[Provided passage]
# How to trade in Oil?



## Woroni (7 December 2009)

Hi folks,

Anyone know how to trade in oil? Specifically, Light Sweet Crude (i.e. US oil). I would like to hold medium terms positions of anything up to 12 months (or more). I don't like CFDs because they are short term and most providers roll over the price from month to month, and as oil is rather volatile there can be big differences. I would like to know what are the best, most efficient ways to trade oil in both directions (long and short), assuming 3 examples, i.e. I have 10k, 20k or 50k to blow.

Anyone with any ideas? Or am I priced out of my game due to lack of cash?

Thanks for the help.


----------



## wayneL (7 December 2009)

Futures:

Full size contract = 1000bbl

emiNY = 500bbl

see www.nymex.com

Or you can trade USO, an exchange traded fund based on the above contract. (trades on the US stock market)

Pick your poison.


----------



## ducati916 (7 December 2009)

Or Options: http://finance.yahoo.com/q/op?s=USO

jog on
duc


----------



## jayhfd (23 June 2010)

I'm also keen to trade oil, and have around the $5-10k mark (I've yet to decide exactly how to divvy up my portfolio).

I noticed IB has the following requirement: 
"Prior execution of 100 or more trades (any product)"

That immediately rules me out. Are most brokers that give me access to international markets and commodities, futures, ETFs going to be similar?

[Problem to work on]
Update the oil-trading thread, starting with "## Woroni (7" and going on through "for the help.", and put "options" in place of "CFDs". The rows come from a different source than the oil-trading thread.

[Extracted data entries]
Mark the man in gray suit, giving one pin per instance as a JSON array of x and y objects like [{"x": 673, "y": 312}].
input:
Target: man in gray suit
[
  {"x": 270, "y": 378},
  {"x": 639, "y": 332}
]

[Full answer]
## Woroni (7 December 2009)

Hi folks,

Anyone know how to trade in oil? Specifically, Light Sweet Crude (i.e. US oil). I would like to hold medium terms positions of anything up to 12 months (or more). I don't like options because they are short term and most providers roll over the price from month to month, and as oil is rather volatile there can be big differences. I would like to know what are the best, most efficient ways to trade oil in both directions (long and short), assuming 3 examples, i.e. I have 10k, 20k or 50k to blow.

Anyone with any ideas? Or am I priced out of my game due to lack of cash?

Thanks for the help.